(Data to use Opens)
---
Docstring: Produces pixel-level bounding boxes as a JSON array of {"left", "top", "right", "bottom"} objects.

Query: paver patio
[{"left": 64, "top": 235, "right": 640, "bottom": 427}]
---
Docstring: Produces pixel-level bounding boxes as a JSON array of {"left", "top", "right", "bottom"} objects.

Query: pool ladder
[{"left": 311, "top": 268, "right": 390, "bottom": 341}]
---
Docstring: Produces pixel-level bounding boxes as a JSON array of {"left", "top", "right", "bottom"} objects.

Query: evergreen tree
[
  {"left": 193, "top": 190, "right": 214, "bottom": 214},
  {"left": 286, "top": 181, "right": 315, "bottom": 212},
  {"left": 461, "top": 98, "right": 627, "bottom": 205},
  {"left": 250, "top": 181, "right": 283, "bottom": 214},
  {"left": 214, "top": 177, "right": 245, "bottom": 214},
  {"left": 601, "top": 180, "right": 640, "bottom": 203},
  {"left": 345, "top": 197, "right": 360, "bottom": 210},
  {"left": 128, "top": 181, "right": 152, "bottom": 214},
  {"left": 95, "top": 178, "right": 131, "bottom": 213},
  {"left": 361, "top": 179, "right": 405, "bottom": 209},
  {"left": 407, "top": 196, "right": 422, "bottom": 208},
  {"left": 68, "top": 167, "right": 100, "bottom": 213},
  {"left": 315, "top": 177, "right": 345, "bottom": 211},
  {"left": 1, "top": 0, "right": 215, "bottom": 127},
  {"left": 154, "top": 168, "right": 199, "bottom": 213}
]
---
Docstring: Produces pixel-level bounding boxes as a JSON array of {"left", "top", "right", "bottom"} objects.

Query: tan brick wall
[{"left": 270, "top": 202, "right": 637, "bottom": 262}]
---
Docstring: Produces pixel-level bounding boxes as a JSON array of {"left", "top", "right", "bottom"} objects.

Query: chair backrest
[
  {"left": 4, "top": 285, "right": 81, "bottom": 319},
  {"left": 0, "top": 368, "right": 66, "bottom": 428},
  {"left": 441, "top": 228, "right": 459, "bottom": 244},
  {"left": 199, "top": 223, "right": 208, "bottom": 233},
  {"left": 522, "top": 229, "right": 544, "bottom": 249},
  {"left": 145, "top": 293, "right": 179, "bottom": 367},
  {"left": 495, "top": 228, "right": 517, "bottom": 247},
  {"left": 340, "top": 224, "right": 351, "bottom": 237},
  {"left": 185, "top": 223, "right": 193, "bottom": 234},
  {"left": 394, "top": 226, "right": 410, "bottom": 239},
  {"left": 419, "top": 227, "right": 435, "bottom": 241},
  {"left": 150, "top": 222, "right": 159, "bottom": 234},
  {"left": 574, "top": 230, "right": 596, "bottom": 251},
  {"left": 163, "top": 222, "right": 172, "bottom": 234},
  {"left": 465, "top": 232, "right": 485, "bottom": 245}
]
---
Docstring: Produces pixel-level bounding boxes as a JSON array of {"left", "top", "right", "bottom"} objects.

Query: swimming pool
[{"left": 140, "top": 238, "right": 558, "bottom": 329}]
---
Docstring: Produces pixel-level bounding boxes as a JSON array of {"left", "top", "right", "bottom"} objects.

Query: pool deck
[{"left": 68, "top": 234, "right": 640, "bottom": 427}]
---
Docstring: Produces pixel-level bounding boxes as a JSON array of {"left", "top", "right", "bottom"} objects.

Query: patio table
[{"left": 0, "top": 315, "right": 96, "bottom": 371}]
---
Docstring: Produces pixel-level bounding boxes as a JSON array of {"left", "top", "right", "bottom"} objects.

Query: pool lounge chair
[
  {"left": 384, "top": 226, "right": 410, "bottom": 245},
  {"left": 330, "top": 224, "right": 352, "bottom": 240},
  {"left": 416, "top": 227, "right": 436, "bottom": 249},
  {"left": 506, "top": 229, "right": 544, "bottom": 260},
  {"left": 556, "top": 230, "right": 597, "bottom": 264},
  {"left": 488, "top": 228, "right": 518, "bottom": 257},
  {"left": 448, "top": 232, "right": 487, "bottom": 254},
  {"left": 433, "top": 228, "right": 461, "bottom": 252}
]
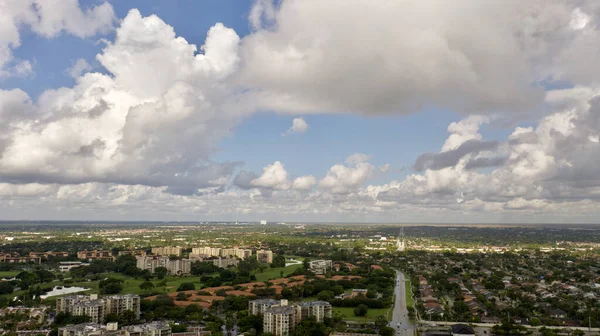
(Data to use Closes)
Exercise details | Without the pictures, transcribe the listing exactly as it stands.

Response area |
---
Docstring: Produces pixel-level bounding boxes as a JSON array of {"left", "top", "right", "bottom"} objects.

Query: paver patio
[{"left": 64, "top": 235, "right": 640, "bottom": 427}]
---
Docstring: Produces pixel-level bounding boxes as a JSON array of {"left", "top", "right", "bottom"} objects.

Query: pool ladder
[{"left": 311, "top": 268, "right": 390, "bottom": 341}]
---
Docstring: Produces pixel-level bounding boxes as a JSON array of {"left", "top", "right", "bottom"} objects.

Query: evergreen tree
[
  {"left": 193, "top": 190, "right": 214, "bottom": 214},
  {"left": 286, "top": 181, "right": 315, "bottom": 212},
  {"left": 461, "top": 98, "right": 627, "bottom": 205},
  {"left": 250, "top": 181, "right": 283, "bottom": 214},
  {"left": 214, "top": 177, "right": 245, "bottom": 214},
  {"left": 601, "top": 180, "right": 640, "bottom": 203},
  {"left": 345, "top": 197, "right": 360, "bottom": 210},
  {"left": 128, "top": 181, "right": 152, "bottom": 214},
  {"left": 95, "top": 178, "right": 131, "bottom": 213},
  {"left": 361, "top": 179, "right": 405, "bottom": 209},
  {"left": 407, "top": 196, "right": 422, "bottom": 208},
  {"left": 68, "top": 167, "right": 100, "bottom": 213},
  {"left": 315, "top": 177, "right": 345, "bottom": 211},
  {"left": 1, "top": 0, "right": 215, "bottom": 127},
  {"left": 154, "top": 168, "right": 199, "bottom": 213}
]
---
Docstring: Produces pixel-level bounding boxes as a JSON array of {"left", "top", "right", "bottom"} objects.

Query: tan brick wall
[{"left": 270, "top": 202, "right": 637, "bottom": 262}]
---
Docstring: Produces pixel-level bounding boxes as a JSON array of {"left", "top", "right", "bottom"} objects.

Query: chair backrest
[
  {"left": 4, "top": 285, "right": 81, "bottom": 319},
  {"left": 0, "top": 368, "right": 66, "bottom": 428},
  {"left": 441, "top": 228, "right": 459, "bottom": 244},
  {"left": 199, "top": 223, "right": 208, "bottom": 233},
  {"left": 522, "top": 229, "right": 544, "bottom": 249},
  {"left": 145, "top": 293, "right": 179, "bottom": 367},
  {"left": 495, "top": 228, "right": 517, "bottom": 247},
  {"left": 340, "top": 224, "right": 351, "bottom": 237},
  {"left": 185, "top": 223, "right": 193, "bottom": 234},
  {"left": 394, "top": 226, "right": 410, "bottom": 239},
  {"left": 419, "top": 227, "right": 435, "bottom": 241},
  {"left": 150, "top": 222, "right": 159, "bottom": 234},
  {"left": 574, "top": 230, "right": 596, "bottom": 251},
  {"left": 163, "top": 222, "right": 172, "bottom": 234},
  {"left": 465, "top": 232, "right": 485, "bottom": 245}
]
---
Docstring: Produces pixel-level bounding boxes as a JSON array of {"left", "top", "right", "bottom"} objects.

Query: swimming pool
[{"left": 140, "top": 238, "right": 558, "bottom": 329}]
---
Docstring: Produces pixel-level bounding boxes as a JSON array of {"left", "top", "right", "bottom"} objects.

Query: pool deck
[{"left": 68, "top": 234, "right": 640, "bottom": 427}]
---
Docstring: Produces pixel-level bounding boxes as a JSON array of {"left", "top", "right", "bottom"} objects.

Query: patio table
[{"left": 0, "top": 315, "right": 96, "bottom": 371}]
---
Docstring: Produces pixel-level bounding boxes as a JSON array of {"left", "top", "right", "bottom"} objects.

Query: pool lounge chair
[
  {"left": 384, "top": 226, "right": 410, "bottom": 245},
  {"left": 330, "top": 224, "right": 352, "bottom": 240},
  {"left": 416, "top": 227, "right": 436, "bottom": 249},
  {"left": 506, "top": 229, "right": 544, "bottom": 260},
  {"left": 556, "top": 230, "right": 597, "bottom": 264},
  {"left": 488, "top": 228, "right": 518, "bottom": 257},
  {"left": 448, "top": 232, "right": 487, "bottom": 254},
  {"left": 433, "top": 228, "right": 461, "bottom": 252}
]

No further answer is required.